--- START OF Data extract ---

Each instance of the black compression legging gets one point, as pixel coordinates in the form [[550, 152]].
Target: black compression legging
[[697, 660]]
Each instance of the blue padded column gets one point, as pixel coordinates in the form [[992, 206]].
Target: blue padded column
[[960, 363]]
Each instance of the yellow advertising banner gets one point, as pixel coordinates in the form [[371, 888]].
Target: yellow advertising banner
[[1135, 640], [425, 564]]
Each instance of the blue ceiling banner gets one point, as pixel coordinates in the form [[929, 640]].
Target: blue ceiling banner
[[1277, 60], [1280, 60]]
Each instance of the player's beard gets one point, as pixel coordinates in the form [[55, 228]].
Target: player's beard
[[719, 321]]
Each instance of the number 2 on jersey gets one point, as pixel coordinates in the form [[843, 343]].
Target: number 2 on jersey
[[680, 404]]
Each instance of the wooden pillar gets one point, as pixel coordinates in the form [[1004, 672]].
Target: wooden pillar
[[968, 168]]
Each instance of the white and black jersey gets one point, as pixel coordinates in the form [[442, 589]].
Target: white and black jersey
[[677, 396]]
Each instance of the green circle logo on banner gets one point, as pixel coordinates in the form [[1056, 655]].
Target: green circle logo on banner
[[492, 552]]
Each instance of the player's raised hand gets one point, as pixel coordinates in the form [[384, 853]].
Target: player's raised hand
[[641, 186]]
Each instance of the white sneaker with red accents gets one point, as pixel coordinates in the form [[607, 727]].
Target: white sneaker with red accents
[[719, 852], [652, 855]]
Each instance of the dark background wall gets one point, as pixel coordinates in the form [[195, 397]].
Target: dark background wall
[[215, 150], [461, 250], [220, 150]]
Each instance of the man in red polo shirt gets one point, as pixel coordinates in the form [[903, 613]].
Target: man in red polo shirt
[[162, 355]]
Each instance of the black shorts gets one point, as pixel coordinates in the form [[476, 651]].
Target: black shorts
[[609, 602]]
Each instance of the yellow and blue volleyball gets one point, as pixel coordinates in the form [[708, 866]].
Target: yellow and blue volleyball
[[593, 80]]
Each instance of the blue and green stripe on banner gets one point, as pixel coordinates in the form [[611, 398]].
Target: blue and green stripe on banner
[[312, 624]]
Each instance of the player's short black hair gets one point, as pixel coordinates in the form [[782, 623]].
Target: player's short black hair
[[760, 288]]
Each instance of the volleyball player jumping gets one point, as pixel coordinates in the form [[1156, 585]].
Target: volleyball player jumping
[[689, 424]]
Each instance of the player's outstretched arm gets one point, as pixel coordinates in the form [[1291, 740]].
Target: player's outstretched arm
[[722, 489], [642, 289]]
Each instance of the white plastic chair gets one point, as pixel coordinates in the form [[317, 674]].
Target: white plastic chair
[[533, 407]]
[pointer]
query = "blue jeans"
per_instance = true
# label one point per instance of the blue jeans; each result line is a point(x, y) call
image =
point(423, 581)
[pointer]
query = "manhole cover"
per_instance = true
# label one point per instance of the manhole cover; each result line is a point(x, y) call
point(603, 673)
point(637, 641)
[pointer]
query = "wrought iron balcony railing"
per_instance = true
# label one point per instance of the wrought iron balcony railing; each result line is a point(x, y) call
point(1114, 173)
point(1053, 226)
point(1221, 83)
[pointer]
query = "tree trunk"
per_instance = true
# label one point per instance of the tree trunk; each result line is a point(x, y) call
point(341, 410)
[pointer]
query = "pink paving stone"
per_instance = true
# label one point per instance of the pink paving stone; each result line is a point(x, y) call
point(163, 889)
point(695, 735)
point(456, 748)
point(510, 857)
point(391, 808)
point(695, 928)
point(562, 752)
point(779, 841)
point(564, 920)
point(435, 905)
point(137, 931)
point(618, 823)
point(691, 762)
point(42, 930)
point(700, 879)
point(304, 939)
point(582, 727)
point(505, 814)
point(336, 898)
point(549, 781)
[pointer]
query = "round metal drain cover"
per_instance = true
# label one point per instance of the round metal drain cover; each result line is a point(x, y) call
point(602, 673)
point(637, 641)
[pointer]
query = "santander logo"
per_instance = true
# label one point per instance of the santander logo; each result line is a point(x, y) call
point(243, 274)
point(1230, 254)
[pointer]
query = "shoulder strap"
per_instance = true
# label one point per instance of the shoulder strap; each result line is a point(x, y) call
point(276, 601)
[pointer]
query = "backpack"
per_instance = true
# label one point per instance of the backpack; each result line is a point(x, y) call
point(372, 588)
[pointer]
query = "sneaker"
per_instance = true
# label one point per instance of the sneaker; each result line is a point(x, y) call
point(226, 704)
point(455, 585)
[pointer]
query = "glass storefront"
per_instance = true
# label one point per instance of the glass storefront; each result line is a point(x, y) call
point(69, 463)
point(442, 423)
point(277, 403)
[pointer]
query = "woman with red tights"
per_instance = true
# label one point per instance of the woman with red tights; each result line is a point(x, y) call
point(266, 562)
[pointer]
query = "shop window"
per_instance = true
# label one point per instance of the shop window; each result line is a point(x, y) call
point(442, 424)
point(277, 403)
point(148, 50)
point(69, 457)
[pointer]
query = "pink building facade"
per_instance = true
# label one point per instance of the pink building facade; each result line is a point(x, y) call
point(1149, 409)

--- END OF Data extract ---

Do this: Could you rewrite the listing from the line with "Each instance of the black shorts" to the line with "[[533, 407]]", changing "white plastic chair" to "white folding chair" and leaving everything else in those lines unchanged?

Result:
Each instance of the black shorts gets one point, as pixel coordinates in the form [[476, 651]].
Target: black shorts
[[609, 602]]
Each instance of the yellow and blue volleyball gets one point, as pixel coordinates in the form [[708, 866]].
Target: yellow and blue volleyball
[[593, 80]]
Each instance of the blue and green stripe on banner gets one point, as pixel coordinates in the form [[611, 398]].
Target: blue and green stripe on banner
[[312, 624]]
Each instance of the player's short black hair gets one point, as pixel coordinates in the form [[782, 623]].
Target: player's short black hair
[[760, 288]]
Each instance of the volleyball player jumping gets one point, as pixel coordinates in the form [[1156, 585]].
Target: volleyball player jumping
[[689, 424]]
Each instance of the player's outstretched arm gets one point, as pixel coordinates in the form [[1291, 740]].
Target: player's outstretched arm
[[722, 489], [642, 289]]
Each instance of the white folding chair gets one point, as pixel coordinates in the form [[317, 674]].
Target: white folding chair
[[533, 407]]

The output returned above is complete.